> **Given text**
From Coders to Critics: Empowering Students through Peer Assessment in the Age of AI Copilots
Santiago Berrezueta-Guzman, Stephan Krusche, Stefan Wagner
TL;DR
The paper investigates how rubric-based, anonymized peer assessment can approximate instructor grading in a large introductory programming course amidst AI copilots. Using 47 teams, it combines rubric-guided peer reviews with instructor scores and reflexive surveys, reporting moderate alignment (peer–instructor correlation around $r \approx 0.5$–$0.55$; $MAE$ ~ $9.18$–$10.68$; $RMSE$ ~ $14.87$–$16.37$) and high student engagement. The findings suggest that structured peer assessment can be a scalable, trustworthy complement to instructor feedback, promoting evaluative thinking and fairness perceptions in an era of AI-assisted coding. The study offers design implications for peer evaluation systems and outlines directions for training, calibration, and broader deployment across software engineering education in AI-augmented environments.

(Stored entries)
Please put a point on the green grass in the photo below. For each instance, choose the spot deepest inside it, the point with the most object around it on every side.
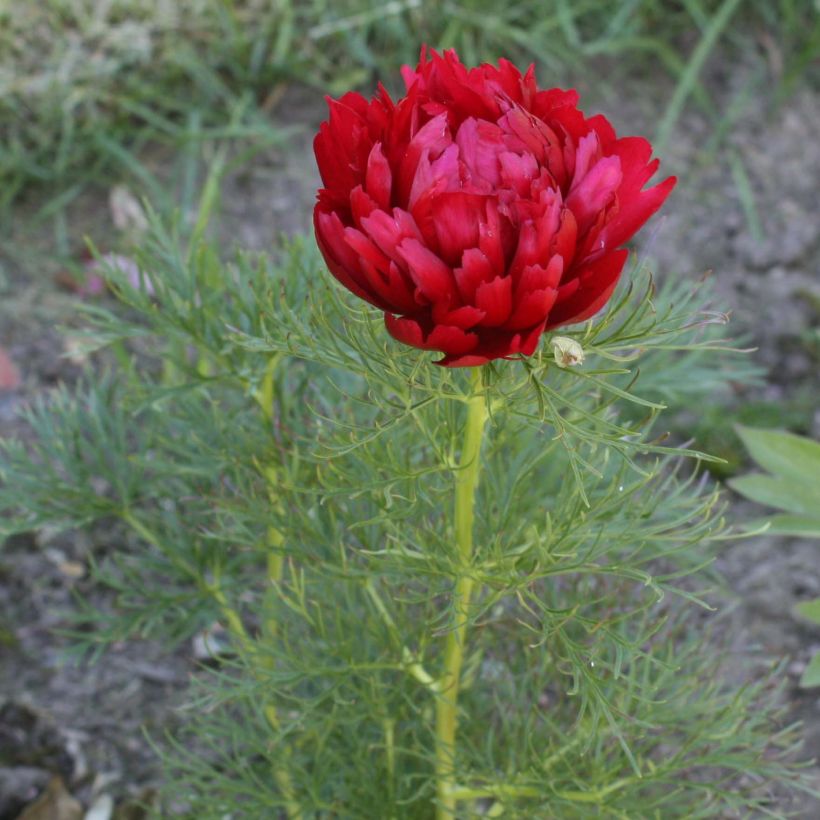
(83, 80)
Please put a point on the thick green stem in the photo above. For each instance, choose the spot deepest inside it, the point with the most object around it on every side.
(447, 703)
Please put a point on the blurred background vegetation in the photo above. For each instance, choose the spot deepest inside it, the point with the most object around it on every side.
(152, 93)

> **Task details**
Proceed with the summary of the peer assessment study, picking up after its final sentence. The items play no part in this exercise.

> **Result for this task**
Abstract
The rapid adoption of AI powered coding assistants like ChatGPT and other coding copilots is transforming programming education, raising questions about assessment practices, academic integrity, and skill development. As educators seek alternatives to traditional grading methods susceptible to AI enabled plagiarism, structured peer assessment could be a promising strategy. This paper presents an empirical study of a rubric based, anonymized peer review process implemented in a large introductory programming course. Students evaluated each other's final projects (2D game), and their assessments were compared to instructor grades using correlation, mean absolute error, and root mean square error (RMSE). Additionally, reflective surveys from 47 teams captured student perceptions of fairness, grading behavior, and preferences regarding grade aggregation. Results show that peer review can approximate instructor evaluation with moderate accuracy and foster student engagement, evaluative thinking, and interest in providing good feedback to their peers. We discuss these findings for designing scalable, trustworthy peer assessment systems to face the age of AI assisted coding.